O que disse Agostinho Lopes
Esta é uma constatação que não surpreende o PCP. Como a vida comprova, as políticas de empobrecimento da Troika estão a provocar a forte diminuição da atividade económica e uma queda das receitas fiscais e das contribuições, e o aumento das prestações sociais para fazer face à evolução dramática do desemprego. Esta espiral negativa está mais uma vez a conduzir ao disparar do défice orçamental, estimado em 7,4% no final do primeiro trimestre, 40% do valor total previsto para todo o ano, 2,9 p.p. acima do défice previsto pelo Governo para 2012 (4,5%)!
“Acho que vai ter que haver aqui uma solução que obviamente deverá ser considerada pela troika no sentido de não nos desmoronar completamente. Porque a taxa de desemprego significa que o sistema produtivo se está a desmoronar. Por isso não há capacidade de aumentar um determinado tipo de coisas”, acrescentou.
A ex-líder do PSD, que falava em Setúbal, no ciclo de conferências sobre “Consolidação, Crescimento e Coesão”, promovido pelo PSD em todo o país, considerou também que o memorando com a troika “estabeleceu determinado número de regras que não se adaptam à realidade do país”.
Segundo Manuela Ferreira Leite, a receita da troika para a consolidação das contas públicas portuguesas não teve em conta a estrutura produtiva do país, constituída essencialmente por pequenas e médias empresas que, muitas delas, poderão não sobreviver às dificuldades económicas que estão a enfrentar.
O que disse Agostinho Lopes
Um ano depois o País está bem pior e, como então tínhamos avisado, nem mesmo a dívida pública desceu, bem pelo contrário. Em 2011 pagamos mais de 6200 milhões de euros de juros e encargos, com uma taxa média superior à de 2010 (4,1%). Apesar disso, a dívida pública continuou sempre a aumentar, subiu para 184 mil milhões, mais 23 mil milhões de euros que em 2010.
“Nós para recuperarmos a credibilidade evidentemente que temos que o cumprir [o acordo com a troika], mas isso não impede de considerar que a troika estabeleceu determinado tipo de regras que nem sempre se adaptam ao nosso país, nem se poderiam adaptar na medida em que a receita que utiliza para os diferentes países é mais ou menos sempre a mesma”, argumentou.
O que disse Agostinho Lopes
Ao contrário do que PS, PSD e CDS insinuaram há um ano, a dívida pública não está nem vai diminuir. Pelo contrário, vai continuar a aumentar. Em 2014, o País vai pagar 8300 milhões de euros de juros e encargos para que a dívida suba para um valor de 200 mil milhões de euros. É o próprio Governo quem o diz!
“A troika quando analisou o nosso país, não tomou em consideração a nossa estrutura produtiva e social. É extremamente difícil pensarmos que estas consequências não teriam efeitos arrasadores em termos de crescimento económico”, acrescentou.
O que disse Agostinho Lopes
O País soube ontem que a queda na receita dos impostos indiretos totais foi muito maior do que o Governo admitira na execução orçamental de Abril. Afinal, os impostos indiretos não caíram só 3,5%; caíram 6,8%! A receita não caiu só 233 milhões de euros! Caiu 472 milhões, o dobro do que o Governo dissera.
Pior: estima-se já um previsível descalabro na execução orçamental.
Manuela Ferreira Leite salientou também a “especificidade” do tecido social português, onde só a classe média e média baixa paga impostos.
A antiga ministra das Finanças explicou que uma grande parte da população portuguesa não paga impostos, porque não tem rendimentos que o justifiquem, e que há uma outra parte com rendimentos elevados, mas que são poucos, pelo que só a classe média e média baixa é que pagam impostos.

■ Dados apresentados ■
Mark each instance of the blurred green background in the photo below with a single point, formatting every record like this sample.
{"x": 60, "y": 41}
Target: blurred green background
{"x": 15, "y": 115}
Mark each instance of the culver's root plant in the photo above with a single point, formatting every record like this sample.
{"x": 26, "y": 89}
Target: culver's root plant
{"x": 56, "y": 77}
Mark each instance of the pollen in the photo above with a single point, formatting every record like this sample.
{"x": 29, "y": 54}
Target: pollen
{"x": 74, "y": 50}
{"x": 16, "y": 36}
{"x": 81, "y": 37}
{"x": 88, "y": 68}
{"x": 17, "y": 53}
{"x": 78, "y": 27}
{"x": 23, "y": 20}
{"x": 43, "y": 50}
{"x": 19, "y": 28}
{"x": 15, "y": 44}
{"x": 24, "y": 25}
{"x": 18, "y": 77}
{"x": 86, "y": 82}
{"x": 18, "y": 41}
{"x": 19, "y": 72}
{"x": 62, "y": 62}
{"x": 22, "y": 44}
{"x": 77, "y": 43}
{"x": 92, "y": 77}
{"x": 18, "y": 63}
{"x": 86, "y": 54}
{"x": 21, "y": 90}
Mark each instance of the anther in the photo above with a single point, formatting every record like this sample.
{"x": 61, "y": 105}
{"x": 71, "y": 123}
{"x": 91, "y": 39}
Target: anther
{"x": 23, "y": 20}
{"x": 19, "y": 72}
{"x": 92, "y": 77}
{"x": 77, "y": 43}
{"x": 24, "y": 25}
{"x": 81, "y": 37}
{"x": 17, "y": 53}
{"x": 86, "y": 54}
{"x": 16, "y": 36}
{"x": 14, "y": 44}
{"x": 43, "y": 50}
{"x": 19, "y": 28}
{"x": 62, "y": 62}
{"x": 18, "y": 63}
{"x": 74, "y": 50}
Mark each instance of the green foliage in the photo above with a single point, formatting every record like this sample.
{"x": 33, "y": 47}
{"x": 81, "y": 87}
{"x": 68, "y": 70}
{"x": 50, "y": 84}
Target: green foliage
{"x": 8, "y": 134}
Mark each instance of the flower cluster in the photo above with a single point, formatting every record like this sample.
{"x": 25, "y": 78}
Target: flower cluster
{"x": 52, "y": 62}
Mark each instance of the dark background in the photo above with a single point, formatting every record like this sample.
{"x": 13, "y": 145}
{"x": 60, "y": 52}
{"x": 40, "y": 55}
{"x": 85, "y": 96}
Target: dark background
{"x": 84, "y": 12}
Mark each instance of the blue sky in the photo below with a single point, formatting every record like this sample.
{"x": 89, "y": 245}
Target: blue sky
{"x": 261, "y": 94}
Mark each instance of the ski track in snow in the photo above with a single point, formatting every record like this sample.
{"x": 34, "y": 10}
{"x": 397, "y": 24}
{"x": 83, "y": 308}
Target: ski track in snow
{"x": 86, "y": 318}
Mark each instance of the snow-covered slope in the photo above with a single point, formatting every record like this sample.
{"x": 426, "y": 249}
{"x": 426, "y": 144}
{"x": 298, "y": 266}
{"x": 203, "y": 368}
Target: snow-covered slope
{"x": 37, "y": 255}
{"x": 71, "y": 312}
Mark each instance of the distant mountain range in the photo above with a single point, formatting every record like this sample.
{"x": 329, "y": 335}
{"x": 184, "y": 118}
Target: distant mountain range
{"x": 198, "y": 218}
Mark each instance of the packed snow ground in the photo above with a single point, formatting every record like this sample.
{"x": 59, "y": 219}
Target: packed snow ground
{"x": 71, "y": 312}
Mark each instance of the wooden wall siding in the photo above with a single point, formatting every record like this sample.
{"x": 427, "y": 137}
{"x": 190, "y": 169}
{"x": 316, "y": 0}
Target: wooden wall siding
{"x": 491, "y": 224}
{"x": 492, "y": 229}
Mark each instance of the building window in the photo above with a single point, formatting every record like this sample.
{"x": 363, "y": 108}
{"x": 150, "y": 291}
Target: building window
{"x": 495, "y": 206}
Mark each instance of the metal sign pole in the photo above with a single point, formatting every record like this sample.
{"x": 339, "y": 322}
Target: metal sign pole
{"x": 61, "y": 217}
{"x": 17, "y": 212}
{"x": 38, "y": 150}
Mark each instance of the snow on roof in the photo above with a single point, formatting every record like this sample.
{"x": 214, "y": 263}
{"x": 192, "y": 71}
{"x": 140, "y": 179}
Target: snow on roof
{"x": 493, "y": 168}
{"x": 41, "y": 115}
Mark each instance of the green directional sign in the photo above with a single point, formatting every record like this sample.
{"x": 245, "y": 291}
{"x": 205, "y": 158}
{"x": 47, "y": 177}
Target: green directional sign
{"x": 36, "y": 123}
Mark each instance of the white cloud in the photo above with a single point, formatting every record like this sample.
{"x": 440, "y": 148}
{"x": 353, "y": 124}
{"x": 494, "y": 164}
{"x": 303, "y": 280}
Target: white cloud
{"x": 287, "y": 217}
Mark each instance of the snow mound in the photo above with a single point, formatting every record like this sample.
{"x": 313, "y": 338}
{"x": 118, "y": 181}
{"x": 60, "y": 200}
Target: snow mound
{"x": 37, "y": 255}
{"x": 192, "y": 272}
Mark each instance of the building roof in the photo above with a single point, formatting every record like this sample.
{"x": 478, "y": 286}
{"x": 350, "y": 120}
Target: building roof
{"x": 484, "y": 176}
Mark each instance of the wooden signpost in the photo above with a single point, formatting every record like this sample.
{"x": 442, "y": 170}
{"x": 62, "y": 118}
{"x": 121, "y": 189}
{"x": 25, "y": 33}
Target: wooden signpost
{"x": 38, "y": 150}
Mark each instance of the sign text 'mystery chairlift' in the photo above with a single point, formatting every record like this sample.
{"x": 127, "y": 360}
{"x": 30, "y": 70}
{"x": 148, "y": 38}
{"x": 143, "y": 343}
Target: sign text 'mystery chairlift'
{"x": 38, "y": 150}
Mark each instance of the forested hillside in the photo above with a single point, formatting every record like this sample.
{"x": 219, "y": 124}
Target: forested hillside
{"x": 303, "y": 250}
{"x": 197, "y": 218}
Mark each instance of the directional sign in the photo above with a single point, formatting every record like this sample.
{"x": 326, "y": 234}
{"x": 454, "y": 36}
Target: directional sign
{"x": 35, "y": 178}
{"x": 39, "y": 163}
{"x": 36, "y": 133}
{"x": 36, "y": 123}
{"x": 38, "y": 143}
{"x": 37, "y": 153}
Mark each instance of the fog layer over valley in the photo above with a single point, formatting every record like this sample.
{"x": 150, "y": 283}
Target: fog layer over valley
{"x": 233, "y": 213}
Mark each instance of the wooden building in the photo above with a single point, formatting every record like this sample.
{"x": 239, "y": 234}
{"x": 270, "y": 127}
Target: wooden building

■ Tarefas sobre texto ■
a) Reescreva o trecho do excerto entre "Pior: estima-se já" e "que pagam impostos.", inclusive, trocando "antiga ministra das Finanças" por "ex-ministra das Finanças".
b) Indique se cada afirmação está de acordo com o excerto. Justifique cada resposta citando as palavras decisivas do texto.
(i) Em 2011 foram pagos mais de 6200 milhões de euros de juros e encargos.
(ii) O défice orçamental foi estimado em 4,5% no final do primeiro trimestre.
(iii) A receita dos impostos indiretos caiu 233 milhões de euros.
c) Responda a estas perguntas com base no excerto:
(i) Em que cidade falava a ex-líder do PSD?
(ii) Para que valor vai subir a dívida pública em 2014?
(iii) Segundo Manuela Ferreira Leite, por que tipo de empresas é constituída essencialmente a estrutura produtiva do país?

■ Respostas por tarefa ■
a)
Pior: estima-se já um previsível descalabro na execução orçamental.
Manuela Ferreira Leite salientou também a “especificidade” do tecido social português, onde só a classe média e média baixa paga impostos.
A ex-ministra das Finanças explicou que uma grande parte da população portuguesa não paga impostos, porque não tem rendimentos que o justifiquem, e que há uma outra parte com rendimentos elevados, mas que são poucos, pelo que só a classe média e média baixa é que pagam impostos.

b)
(i) Sim: "Em 2011 pagamos mais de 6200 milhões de euros de juros e encargos".
(ii) Não: "estimado em 7,4% no final do primeiro trimestre".
(iii) Não: "Caiu 472 milhões, o dobro do que o Governo dissera".

c)
(i) A ex-líder do PSD falava em Setúbal.
(ii) A dívida vai subir para 200 mil milhões de euros.
(iii) A estrutura produtiva é constituída essencialmente por pequenas e médias empresas.